# Can a dove and parrotlet...



## Dovehat (Aug 2, 2011)

Was thinking about getting a parrotlet or quaker, can these birds get along with a dove? I understand that they have the ability to do serious harm -or- even kill a dove because of the hook bill and such; but if introduced at a young age, can these little parrots coexist without issue?

If not by default, being as smart as they are... can they be trained to like being in the company of the dove?

Also, if it IS possible... would the parrot get enough "attention" with the dove being there? As in, can the dove just being a warm body accomodate for that need of companionship? I work full time and would be concerned that the parrot would become unhappy, even with a plethora of toys.


----------



## Dovehat (Aug 2, 2011)

I've also been reading that specifically green rumped parrotlets are WAY more docile than any other, and EXTREMELY quiet (maybe even more quiet than my male dove )
• • • • • • •
GIVEN INSTRUCTION 1:
Reproduce the forum thread on doves and parrotlets between "Was thinking about" and "coexist without issue?", inclusive.

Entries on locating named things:
• • • • • • •
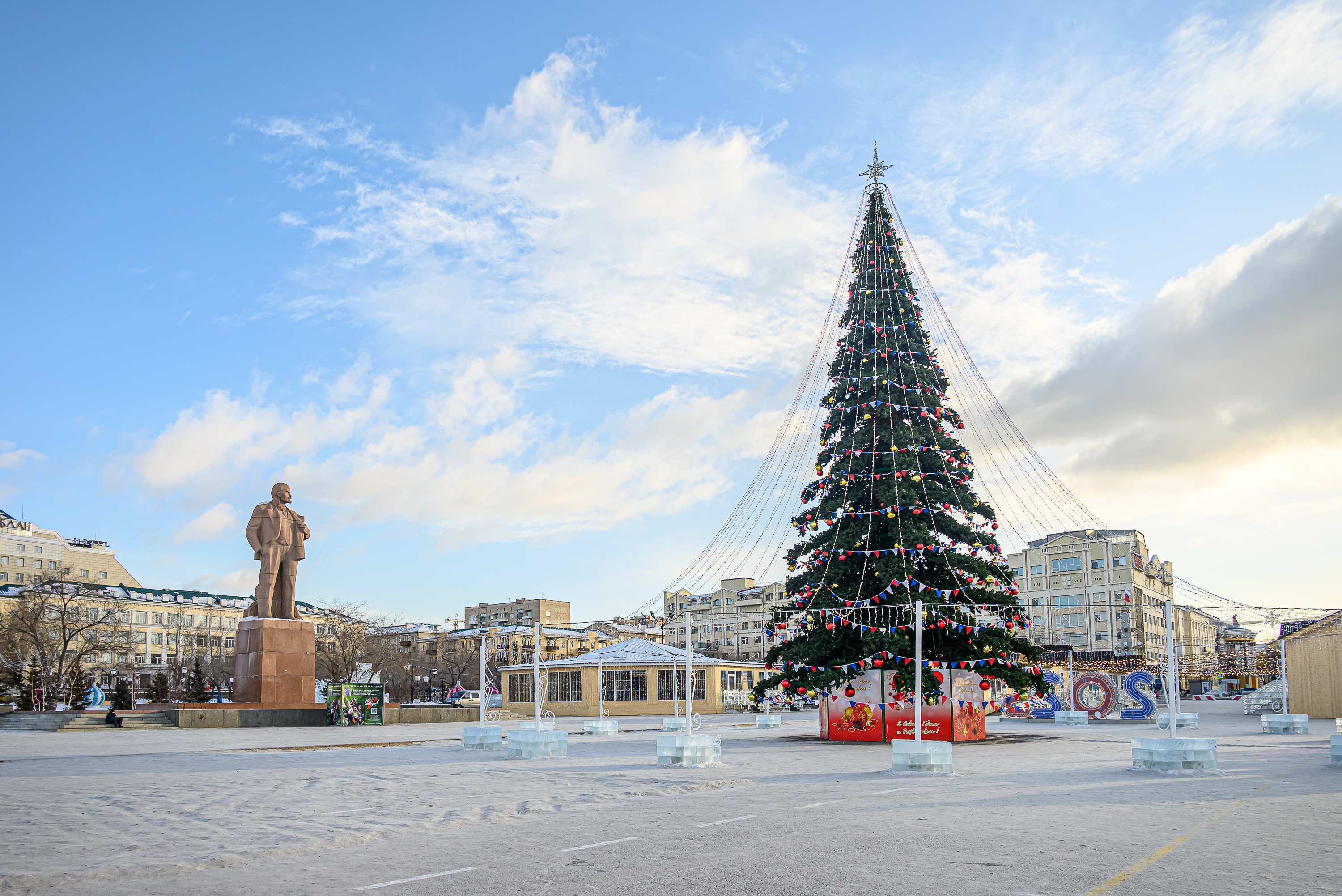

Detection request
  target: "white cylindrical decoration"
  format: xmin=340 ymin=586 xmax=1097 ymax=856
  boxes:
xmin=914 ymin=601 xmax=922 ymax=740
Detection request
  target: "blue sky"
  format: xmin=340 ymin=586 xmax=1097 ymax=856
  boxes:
xmin=0 ymin=3 xmax=1342 ymax=621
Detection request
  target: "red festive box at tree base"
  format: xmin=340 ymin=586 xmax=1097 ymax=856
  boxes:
xmin=820 ymin=669 xmax=986 ymax=743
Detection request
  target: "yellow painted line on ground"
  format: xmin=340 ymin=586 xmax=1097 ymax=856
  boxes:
xmin=1083 ymin=767 xmax=1295 ymax=896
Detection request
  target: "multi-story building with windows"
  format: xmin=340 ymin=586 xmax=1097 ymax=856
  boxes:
xmin=466 ymin=597 xmax=569 ymax=626
xmin=663 ymin=578 xmax=784 ymax=660
xmin=1008 ymin=528 xmax=1174 ymax=657
xmin=0 ymin=510 xmax=140 ymax=587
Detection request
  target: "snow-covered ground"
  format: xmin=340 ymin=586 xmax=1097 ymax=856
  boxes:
xmin=0 ymin=703 xmax=1342 ymax=896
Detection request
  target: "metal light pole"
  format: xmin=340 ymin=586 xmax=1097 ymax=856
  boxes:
xmin=1165 ymin=599 xmax=1178 ymax=738
xmin=914 ymin=601 xmax=922 ymax=740
xmin=531 ymin=622 xmax=541 ymax=731
xmin=1268 ymin=638 xmax=1291 ymax=713
xmin=476 ymin=626 xmax=490 ymax=724
xmin=1067 ymin=648 xmax=1076 ymax=712
xmin=684 ymin=628 xmax=694 ymax=734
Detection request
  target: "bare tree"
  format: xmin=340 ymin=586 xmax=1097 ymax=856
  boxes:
xmin=315 ymin=601 xmax=401 ymax=684
xmin=0 ymin=575 xmax=132 ymax=705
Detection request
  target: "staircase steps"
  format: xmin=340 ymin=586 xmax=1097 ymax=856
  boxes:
xmin=0 ymin=709 xmax=177 ymax=731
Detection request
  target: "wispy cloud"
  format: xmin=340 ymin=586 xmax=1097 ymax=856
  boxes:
xmin=915 ymin=0 xmax=1342 ymax=177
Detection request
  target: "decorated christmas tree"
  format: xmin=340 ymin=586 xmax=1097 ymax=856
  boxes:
xmin=756 ymin=149 xmax=1048 ymax=705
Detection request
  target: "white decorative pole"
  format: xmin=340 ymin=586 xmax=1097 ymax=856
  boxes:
xmin=684 ymin=636 xmax=694 ymax=734
xmin=531 ymin=622 xmax=541 ymax=731
xmin=1165 ymin=599 xmax=1178 ymax=738
xmin=1268 ymin=629 xmax=1291 ymax=713
xmin=479 ymin=626 xmax=490 ymax=724
xmin=1067 ymin=648 xmax=1076 ymax=712
xmin=914 ymin=601 xmax=922 ymax=740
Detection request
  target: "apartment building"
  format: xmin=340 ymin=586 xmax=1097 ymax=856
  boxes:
xmin=1008 ymin=528 xmax=1176 ymax=658
xmin=585 ymin=617 xmax=666 ymax=644
xmin=0 ymin=510 xmax=140 ymax=587
xmin=464 ymin=597 xmax=570 ymax=628
xmin=0 ymin=583 xmax=333 ymax=691
xmin=663 ymin=577 xmax=784 ymax=660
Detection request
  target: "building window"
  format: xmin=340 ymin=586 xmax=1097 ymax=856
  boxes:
xmin=658 ymin=669 xmax=683 ymax=700
xmin=549 ymin=669 xmax=582 ymax=703
xmin=507 ymin=672 xmax=535 ymax=703
xmin=601 ymin=669 xmax=648 ymax=701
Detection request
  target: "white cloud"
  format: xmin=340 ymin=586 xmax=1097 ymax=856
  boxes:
xmin=918 ymin=0 xmax=1342 ymax=177
xmin=133 ymin=349 xmax=781 ymax=547
xmin=174 ymin=501 xmax=243 ymax=544
xmin=132 ymin=357 xmax=392 ymax=493
xmin=252 ymin=47 xmax=849 ymax=373
xmin=0 ymin=442 xmax=47 ymax=469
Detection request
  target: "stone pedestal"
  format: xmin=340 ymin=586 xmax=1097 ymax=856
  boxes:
xmin=1155 ymin=712 xmax=1197 ymax=731
xmin=1259 ymin=713 xmax=1310 ymax=734
xmin=462 ymin=724 xmax=503 ymax=750
xmin=890 ymin=740 xmax=956 ymax=775
xmin=1133 ymin=738 xmax=1216 ymax=771
xmin=234 ymin=616 xmax=317 ymax=705
xmin=658 ymin=734 xmax=722 ymax=769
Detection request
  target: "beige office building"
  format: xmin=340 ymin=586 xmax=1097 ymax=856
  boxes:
xmin=663 ymin=578 xmax=784 ymax=660
xmin=466 ymin=597 xmax=569 ymax=628
xmin=1008 ymin=528 xmax=1176 ymax=658
xmin=0 ymin=510 xmax=140 ymax=587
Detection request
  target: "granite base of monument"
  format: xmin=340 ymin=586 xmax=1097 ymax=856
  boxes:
xmin=234 ymin=617 xmax=317 ymax=705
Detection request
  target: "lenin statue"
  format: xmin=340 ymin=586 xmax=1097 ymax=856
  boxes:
xmin=247 ymin=483 xmax=313 ymax=620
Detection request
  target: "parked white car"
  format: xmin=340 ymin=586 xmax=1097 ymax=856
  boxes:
xmin=1240 ymin=679 xmax=1287 ymax=715
xmin=447 ymin=691 xmax=503 ymax=709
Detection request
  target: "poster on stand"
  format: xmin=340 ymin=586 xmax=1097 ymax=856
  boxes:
xmin=820 ymin=671 xmax=884 ymax=743
xmin=326 ymin=684 xmax=386 ymax=726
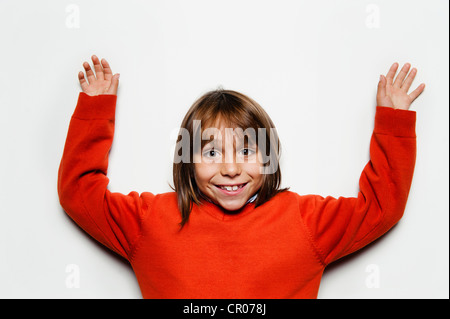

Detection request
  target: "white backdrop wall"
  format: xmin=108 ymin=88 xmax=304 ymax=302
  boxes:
xmin=0 ymin=0 xmax=449 ymax=298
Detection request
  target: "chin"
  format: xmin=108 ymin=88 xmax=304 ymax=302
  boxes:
xmin=219 ymin=202 xmax=245 ymax=211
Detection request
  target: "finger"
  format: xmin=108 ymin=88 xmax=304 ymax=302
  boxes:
xmin=394 ymin=63 xmax=411 ymax=88
xmin=377 ymin=75 xmax=386 ymax=99
xmin=386 ymin=62 xmax=398 ymax=85
xmin=92 ymin=55 xmax=105 ymax=80
xmin=101 ymin=59 xmax=113 ymax=80
xmin=108 ymin=73 xmax=120 ymax=95
xmin=409 ymin=83 xmax=425 ymax=101
xmin=402 ymin=68 xmax=417 ymax=93
xmin=78 ymin=71 xmax=89 ymax=92
xmin=83 ymin=62 xmax=96 ymax=84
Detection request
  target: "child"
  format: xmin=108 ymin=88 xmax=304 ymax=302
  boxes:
xmin=58 ymin=56 xmax=425 ymax=299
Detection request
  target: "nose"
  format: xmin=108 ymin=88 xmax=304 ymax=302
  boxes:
xmin=220 ymin=161 xmax=241 ymax=177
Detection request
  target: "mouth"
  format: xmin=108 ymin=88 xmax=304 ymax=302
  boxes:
xmin=214 ymin=183 xmax=248 ymax=195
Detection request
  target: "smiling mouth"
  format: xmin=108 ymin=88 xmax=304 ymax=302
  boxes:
xmin=215 ymin=183 xmax=247 ymax=193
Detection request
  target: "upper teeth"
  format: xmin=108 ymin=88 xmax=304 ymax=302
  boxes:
xmin=220 ymin=185 xmax=243 ymax=191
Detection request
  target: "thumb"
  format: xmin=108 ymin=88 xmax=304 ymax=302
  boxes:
xmin=108 ymin=73 xmax=120 ymax=95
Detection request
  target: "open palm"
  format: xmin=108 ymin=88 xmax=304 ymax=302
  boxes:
xmin=78 ymin=55 xmax=119 ymax=95
xmin=377 ymin=63 xmax=425 ymax=110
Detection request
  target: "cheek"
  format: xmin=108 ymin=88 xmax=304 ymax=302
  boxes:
xmin=194 ymin=163 xmax=215 ymax=187
xmin=242 ymin=163 xmax=263 ymax=182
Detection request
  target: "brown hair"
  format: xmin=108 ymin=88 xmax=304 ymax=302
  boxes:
xmin=173 ymin=88 xmax=288 ymax=227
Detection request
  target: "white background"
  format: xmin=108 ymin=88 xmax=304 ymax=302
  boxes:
xmin=0 ymin=0 xmax=449 ymax=298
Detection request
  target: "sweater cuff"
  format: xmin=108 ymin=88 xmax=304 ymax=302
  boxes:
xmin=374 ymin=106 xmax=416 ymax=137
xmin=72 ymin=92 xmax=117 ymax=120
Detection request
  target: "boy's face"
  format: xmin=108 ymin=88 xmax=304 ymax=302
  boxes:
xmin=194 ymin=127 xmax=263 ymax=211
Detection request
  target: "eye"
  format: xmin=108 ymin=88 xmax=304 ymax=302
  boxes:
xmin=239 ymin=148 xmax=256 ymax=156
xmin=203 ymin=148 xmax=219 ymax=158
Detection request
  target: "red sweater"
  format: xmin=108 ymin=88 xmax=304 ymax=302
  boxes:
xmin=58 ymin=93 xmax=416 ymax=298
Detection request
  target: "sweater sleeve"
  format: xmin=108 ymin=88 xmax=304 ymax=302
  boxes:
xmin=58 ymin=92 xmax=154 ymax=259
xmin=299 ymin=106 xmax=416 ymax=265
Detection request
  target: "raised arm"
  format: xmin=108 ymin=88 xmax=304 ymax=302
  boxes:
xmin=299 ymin=64 xmax=425 ymax=265
xmin=58 ymin=56 xmax=154 ymax=259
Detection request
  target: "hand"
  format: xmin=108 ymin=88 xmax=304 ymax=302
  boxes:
xmin=377 ymin=63 xmax=425 ymax=110
xmin=78 ymin=55 xmax=120 ymax=96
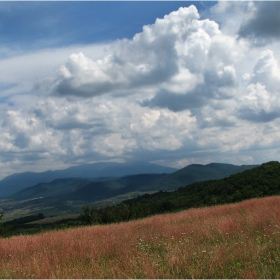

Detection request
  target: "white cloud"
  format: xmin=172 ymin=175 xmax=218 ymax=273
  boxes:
xmin=0 ymin=2 xmax=280 ymax=179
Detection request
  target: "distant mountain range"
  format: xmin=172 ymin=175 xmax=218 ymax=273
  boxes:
xmin=0 ymin=162 xmax=178 ymax=198
xmin=0 ymin=163 xmax=256 ymax=218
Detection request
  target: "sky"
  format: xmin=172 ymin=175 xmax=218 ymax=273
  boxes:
xmin=0 ymin=1 xmax=280 ymax=179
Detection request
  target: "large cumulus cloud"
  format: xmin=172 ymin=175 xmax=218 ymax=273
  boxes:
xmin=50 ymin=6 xmax=236 ymax=104
xmin=0 ymin=2 xmax=280 ymax=179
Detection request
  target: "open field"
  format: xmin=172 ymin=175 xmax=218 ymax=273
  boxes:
xmin=0 ymin=196 xmax=280 ymax=279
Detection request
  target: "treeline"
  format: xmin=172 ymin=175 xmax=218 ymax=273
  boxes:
xmin=80 ymin=161 xmax=280 ymax=224
xmin=0 ymin=161 xmax=280 ymax=236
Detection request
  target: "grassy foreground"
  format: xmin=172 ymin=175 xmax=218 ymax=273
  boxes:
xmin=0 ymin=196 xmax=280 ymax=279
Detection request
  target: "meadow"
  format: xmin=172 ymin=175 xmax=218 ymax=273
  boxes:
xmin=0 ymin=196 xmax=280 ymax=279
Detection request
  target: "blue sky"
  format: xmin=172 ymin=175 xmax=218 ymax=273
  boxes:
xmin=0 ymin=1 xmax=280 ymax=178
xmin=0 ymin=1 xmax=215 ymax=51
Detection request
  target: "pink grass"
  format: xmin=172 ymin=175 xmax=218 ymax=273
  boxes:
xmin=0 ymin=196 xmax=280 ymax=278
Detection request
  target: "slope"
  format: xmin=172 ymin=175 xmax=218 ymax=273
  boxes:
xmin=140 ymin=163 xmax=257 ymax=191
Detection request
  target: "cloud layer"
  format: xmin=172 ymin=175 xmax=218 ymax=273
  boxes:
xmin=0 ymin=2 xmax=280 ymax=176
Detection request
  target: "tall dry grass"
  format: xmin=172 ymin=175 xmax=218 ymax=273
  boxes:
xmin=0 ymin=196 xmax=280 ymax=279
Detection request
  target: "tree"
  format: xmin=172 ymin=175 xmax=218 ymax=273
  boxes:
xmin=0 ymin=209 xmax=6 ymax=236
xmin=80 ymin=205 xmax=99 ymax=225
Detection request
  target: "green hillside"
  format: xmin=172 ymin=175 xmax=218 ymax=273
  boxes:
xmin=76 ymin=161 xmax=280 ymax=223
xmin=139 ymin=163 xmax=257 ymax=191
xmin=125 ymin=161 xmax=280 ymax=211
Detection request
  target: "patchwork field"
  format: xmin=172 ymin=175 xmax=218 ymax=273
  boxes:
xmin=0 ymin=196 xmax=280 ymax=279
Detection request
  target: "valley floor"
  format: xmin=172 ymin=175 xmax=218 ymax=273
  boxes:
xmin=0 ymin=196 xmax=280 ymax=279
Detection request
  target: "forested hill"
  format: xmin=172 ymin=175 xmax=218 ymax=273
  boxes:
xmin=78 ymin=161 xmax=280 ymax=223
xmin=126 ymin=161 xmax=280 ymax=213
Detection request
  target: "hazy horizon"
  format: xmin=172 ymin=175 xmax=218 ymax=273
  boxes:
xmin=0 ymin=1 xmax=280 ymax=179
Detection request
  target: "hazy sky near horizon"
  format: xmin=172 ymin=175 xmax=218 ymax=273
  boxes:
xmin=0 ymin=1 xmax=280 ymax=178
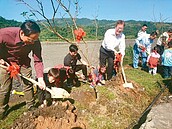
• • • • • • •
GIVEN INSTRUCTION 2:
Rescale the listing from its start through the line holding "xmin=0 ymin=3 xmax=1342 ymax=621", inclusive, repeating every line with its request and multiplying only the answer box coordinates by 2.25, rounded to whole numbers with halves up. Give only those lines and leave out the picture.

EXERCISE SOLUTION 1:
Was thinking about getting a parrotlet or quaker, can these birds get along with a dove? I understand that they have the ability to do serious harm -or- even kill a dove because of the hook bill and such; but if introduced at a young age, can these little parrots coexist without issue?

EXERCISE SOLUTION 2:
Detection request
  target: "white cylindrical decoration"
  format: xmin=340 ymin=586 xmax=1097 ymax=856
  boxes:
xmin=2057 ymin=1352 xmax=2075 ymax=1665
Detection request
  target: "blue sky"
  format: xmin=340 ymin=586 xmax=1097 ymax=856
  boxes:
xmin=0 ymin=7 xmax=3020 ymax=1397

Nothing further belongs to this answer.